Transdev, the Luas operator, has said that the Green Line will operate a full service from Brides Glen to Broombridge from Monday.
The Red Line will also be running a full service, with a buses transporting passengers between the Belgard and Saggart stops. A tram and track inspection is to be carried out tomorrow morning.
Dún Laoghaire Rathdown County Council in Dublin,has urged cyclists to leave their bicycles at home on Monday and to consider using public transport in the wake of Storm Emma.
Cyclists intending to commute to work/school/college tomorrow morning, please note that there is spot flooding from melting snow and debris fallen from Storm Emma on the road verges and cycle lanes. Consider taking public transport this week. @dublincycling— dlrcc (@dlrcc) March 4, 2018
Flights have been taking off and landing at Dublin, Shannon, Cork and Ireland West airports, with Aer Lingus expected to operate a full schedule.
The Department of Education has also said most schools and third-level institutions will reopen on Monday. However, there are some closures already announced.
In Wexford town, all second level schools are closed tomorrow, in Kildare, Salesian College in Celbridge and St Wolstan's in Celbridge will not open while in Wicklow Avondale Community College in Kilcoole is closed.
Meanwhile Frances Fitzgerald, TD for Dublin Mid- West, tweeted about school closures in her constituency.
A number of local schools are remaining closed tomorrow in Clondalkin, Lucan, Rathcoole, Palmerstown. Please check with local school authorities. https://t.co/K9wT73eeUH— Frances Fitzgerald (@FitzgeraldFrncs) March 4, 2018
HSE cancels all non-urgent surgeries
The HSE has cancelled all non-urgent surgeries planned for Monday and has said there is no need for patients to contact their hospital.
Hospitals will be in touch over the coming weeks to reschedule their appointments.
Day surgery will proceed in most acute hospitals tomorrow.
Non-urgent surgeries planned for Tuesday will be reviewed tomorrow and the HSE will make an announcement then regarding the remainder of the week.
Outpatient appointments are expected to recommence across most hospitals tomorrow.
However, at Wexford General, all outpatient clinics, radiology and cardiac diagnostics have been cancelled for tomorrow.
The HSE says that due to the heavy snowfall and travel conditions, it has not been possible to discharge patients who were ready to leave hospital.
This has led to a large number of patients being delayed in hospital.
Outpatient clinics, elective and routine procedures will go ahead as planned at each of the three Dublin children's hospitals tomorrow.
The Children’s Hospital Group said there may continue to be an impact on some services into early next week.
Patients who had appointments cancelled last week will be contacted by the relevant hospital directly to reschedule their appointment.
The HSE has said that home care provision has also been affected by the heavy snowfall.
It is asking people to consider checking in on elderly or vulnerable members of the community and to make sure they have supplies of food, fuel, water and medicines, while it returns home care services to normal levels.
Meanwhile, The Irish Nurses and Midwives Organisation has called for the first two weeks of March to be declared and treated as an emergency period in the health Service.
It says it is extremely concerned about the pressures that will be brought to bear on the service, following on from the past five days of emergency weather conditions.
The union says staff have worked for extended periods and will need rest periods, so rosters will have to be re-arranged to accommodate this and it will reduce available staff for services in the short term.
The Irish Medical Organisation has urged the public to limit use of emergency departments and GP surgeries and to be patient as health services slowly return to full capacity.

::::::::

● Work task: Copy out the part of the Storm Emma text starting with "Meanwhile Frances Fitzgerald, TD" and going on through "of the week.", substituting "operations" for "surgeries". The lines after this have nothing to do with the Storm Emma text.

::::::::

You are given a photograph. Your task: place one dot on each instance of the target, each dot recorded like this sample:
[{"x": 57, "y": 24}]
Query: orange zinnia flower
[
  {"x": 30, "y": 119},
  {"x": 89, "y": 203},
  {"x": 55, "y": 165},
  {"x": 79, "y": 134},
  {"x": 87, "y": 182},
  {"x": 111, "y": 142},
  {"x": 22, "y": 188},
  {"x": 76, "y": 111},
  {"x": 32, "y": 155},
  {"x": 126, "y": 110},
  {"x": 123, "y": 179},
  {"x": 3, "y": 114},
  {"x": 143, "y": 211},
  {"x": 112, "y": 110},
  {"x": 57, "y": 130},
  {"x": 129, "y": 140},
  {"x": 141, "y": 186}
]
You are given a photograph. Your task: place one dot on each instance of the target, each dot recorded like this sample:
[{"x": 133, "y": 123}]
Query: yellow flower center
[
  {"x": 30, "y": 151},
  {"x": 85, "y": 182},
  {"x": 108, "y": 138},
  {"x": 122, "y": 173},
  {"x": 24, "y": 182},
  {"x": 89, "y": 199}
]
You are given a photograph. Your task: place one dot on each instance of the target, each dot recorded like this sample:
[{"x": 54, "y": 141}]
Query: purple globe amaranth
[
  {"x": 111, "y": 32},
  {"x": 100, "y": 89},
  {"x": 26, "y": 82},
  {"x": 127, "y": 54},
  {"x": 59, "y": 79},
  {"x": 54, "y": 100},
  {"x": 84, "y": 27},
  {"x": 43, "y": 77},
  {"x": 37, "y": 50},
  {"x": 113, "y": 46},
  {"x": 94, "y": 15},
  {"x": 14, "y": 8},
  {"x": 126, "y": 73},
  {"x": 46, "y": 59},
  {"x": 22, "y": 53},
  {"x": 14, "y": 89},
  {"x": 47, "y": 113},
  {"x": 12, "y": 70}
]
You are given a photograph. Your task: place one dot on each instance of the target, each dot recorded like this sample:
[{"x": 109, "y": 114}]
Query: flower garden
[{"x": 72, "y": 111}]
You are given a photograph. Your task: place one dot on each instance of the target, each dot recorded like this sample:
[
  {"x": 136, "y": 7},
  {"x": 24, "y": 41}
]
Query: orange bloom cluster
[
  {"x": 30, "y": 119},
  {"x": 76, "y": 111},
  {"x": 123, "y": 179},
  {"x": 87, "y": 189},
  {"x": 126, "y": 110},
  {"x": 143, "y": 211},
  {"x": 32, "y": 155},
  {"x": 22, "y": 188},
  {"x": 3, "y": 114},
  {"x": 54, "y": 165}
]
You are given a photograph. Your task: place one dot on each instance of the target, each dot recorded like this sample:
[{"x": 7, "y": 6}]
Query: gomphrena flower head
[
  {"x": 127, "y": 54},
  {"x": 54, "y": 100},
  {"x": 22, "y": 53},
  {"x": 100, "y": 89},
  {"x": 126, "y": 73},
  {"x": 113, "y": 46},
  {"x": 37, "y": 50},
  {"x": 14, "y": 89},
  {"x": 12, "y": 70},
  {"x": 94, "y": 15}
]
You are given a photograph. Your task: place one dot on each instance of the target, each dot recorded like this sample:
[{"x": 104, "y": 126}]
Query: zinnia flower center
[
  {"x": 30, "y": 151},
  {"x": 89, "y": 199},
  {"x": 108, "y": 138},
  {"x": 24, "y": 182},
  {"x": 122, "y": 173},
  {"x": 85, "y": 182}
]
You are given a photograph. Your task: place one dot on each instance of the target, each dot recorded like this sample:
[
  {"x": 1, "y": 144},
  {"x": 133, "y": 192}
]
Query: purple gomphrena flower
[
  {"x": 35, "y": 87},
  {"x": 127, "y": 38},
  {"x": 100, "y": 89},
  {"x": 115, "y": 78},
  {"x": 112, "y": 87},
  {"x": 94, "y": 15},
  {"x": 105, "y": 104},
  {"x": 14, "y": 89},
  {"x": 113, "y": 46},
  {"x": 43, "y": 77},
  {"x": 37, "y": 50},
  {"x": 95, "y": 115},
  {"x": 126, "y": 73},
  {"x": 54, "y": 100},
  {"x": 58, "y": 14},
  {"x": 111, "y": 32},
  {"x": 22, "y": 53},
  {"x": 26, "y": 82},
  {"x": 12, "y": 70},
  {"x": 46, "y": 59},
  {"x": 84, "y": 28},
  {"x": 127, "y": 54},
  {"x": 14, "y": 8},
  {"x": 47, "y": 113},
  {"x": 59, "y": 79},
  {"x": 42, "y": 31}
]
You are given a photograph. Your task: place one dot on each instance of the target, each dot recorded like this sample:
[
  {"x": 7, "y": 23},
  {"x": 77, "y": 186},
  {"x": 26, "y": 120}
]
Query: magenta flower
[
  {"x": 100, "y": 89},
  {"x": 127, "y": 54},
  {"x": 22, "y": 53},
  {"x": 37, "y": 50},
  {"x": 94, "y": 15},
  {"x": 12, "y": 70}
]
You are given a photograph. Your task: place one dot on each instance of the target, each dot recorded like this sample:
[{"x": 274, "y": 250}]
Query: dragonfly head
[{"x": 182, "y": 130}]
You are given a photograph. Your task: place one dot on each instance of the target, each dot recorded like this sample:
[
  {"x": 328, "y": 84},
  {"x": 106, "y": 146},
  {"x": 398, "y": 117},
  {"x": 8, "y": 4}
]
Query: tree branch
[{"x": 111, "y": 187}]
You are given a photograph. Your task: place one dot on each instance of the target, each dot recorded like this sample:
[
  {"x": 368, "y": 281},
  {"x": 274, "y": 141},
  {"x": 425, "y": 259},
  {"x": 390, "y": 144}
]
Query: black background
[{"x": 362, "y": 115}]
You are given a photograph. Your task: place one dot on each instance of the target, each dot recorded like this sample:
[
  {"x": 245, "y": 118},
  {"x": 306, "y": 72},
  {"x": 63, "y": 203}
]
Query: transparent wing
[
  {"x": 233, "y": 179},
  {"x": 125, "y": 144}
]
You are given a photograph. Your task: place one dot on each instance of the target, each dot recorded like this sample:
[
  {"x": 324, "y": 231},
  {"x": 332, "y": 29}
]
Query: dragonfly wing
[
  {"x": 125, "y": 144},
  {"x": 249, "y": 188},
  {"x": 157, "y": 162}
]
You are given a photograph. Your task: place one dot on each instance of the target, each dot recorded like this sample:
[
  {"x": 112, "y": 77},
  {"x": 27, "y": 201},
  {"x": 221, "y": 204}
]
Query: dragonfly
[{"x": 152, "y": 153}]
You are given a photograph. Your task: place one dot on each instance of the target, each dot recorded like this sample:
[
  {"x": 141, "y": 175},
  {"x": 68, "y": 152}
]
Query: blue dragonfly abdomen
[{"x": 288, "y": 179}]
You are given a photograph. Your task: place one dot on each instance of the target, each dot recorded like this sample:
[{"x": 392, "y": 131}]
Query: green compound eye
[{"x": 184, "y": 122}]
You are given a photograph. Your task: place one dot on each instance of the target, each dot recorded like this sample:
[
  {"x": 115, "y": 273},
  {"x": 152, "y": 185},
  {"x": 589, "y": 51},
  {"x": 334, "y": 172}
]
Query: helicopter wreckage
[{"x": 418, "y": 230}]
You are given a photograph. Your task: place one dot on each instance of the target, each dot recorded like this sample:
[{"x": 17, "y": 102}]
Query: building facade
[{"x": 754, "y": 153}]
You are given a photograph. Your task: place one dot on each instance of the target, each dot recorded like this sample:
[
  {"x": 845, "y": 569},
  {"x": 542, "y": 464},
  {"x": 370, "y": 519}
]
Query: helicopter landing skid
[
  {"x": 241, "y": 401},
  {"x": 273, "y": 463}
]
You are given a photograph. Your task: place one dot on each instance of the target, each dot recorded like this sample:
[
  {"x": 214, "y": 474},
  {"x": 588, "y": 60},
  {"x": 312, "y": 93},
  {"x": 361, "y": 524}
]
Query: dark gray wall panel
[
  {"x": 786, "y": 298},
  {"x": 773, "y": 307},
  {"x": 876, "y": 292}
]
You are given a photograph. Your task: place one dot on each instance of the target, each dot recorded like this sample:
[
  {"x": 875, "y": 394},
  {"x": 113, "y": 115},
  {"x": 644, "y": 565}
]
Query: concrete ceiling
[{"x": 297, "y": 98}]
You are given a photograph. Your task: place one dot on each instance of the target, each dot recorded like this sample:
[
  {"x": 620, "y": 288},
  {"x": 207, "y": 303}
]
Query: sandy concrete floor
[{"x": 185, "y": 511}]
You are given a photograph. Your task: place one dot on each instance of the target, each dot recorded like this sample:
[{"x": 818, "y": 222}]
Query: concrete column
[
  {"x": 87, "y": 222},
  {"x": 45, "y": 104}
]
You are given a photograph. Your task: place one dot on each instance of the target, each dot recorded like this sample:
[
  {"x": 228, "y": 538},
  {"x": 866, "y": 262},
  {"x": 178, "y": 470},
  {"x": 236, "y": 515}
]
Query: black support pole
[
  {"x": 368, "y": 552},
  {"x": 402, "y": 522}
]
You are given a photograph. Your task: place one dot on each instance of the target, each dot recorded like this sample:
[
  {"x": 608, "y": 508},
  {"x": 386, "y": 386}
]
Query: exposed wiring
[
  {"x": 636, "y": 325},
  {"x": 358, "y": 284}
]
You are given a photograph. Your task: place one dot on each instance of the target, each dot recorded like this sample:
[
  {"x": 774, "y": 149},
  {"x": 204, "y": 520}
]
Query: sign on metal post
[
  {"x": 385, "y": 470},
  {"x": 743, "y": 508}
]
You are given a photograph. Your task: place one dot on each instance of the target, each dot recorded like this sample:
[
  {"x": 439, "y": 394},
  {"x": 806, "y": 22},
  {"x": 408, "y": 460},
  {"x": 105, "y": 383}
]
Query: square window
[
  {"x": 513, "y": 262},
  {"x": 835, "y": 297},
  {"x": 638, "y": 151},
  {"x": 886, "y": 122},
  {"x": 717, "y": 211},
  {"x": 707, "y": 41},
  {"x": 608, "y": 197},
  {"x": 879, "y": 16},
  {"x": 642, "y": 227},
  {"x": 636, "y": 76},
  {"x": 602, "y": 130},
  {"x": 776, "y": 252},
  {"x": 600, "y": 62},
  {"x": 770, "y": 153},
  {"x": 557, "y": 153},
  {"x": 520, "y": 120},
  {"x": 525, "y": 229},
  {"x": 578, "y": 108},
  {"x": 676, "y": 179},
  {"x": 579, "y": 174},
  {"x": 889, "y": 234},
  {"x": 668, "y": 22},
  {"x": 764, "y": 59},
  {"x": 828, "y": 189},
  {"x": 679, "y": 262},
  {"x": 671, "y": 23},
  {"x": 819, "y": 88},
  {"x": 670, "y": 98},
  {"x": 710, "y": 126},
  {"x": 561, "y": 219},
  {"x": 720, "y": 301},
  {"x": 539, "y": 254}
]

::::::::

● Exercise result:
Meanwhile Frances Fitzgerald, TD for Dublin Mid- West, tweeted about school closures in her constituency.
A number of local schools are remaining closed tomorrow in Clondalkin, Lucan, Rathcoole, Palmerstown. Please check with local school authorities. https://t.co/K9wT73eeUH— Frances Fitzgerald (@FitzgeraldFrncs) March 4, 2018
HSE cancels all non-urgent operations
The HSE has cancelled all non-urgent operations planned for Monday and has said there is no need for patients to contact their hospital.
Hospitals will be in touch over the coming weeks to reschedule their appointments.
Day surgery will proceed in most acute hospitals tomorrow.
Non-urgent operations planned for Tuesday will be reviewed tomorrow and the HSE will make an announcement then regarding the remainder of the week.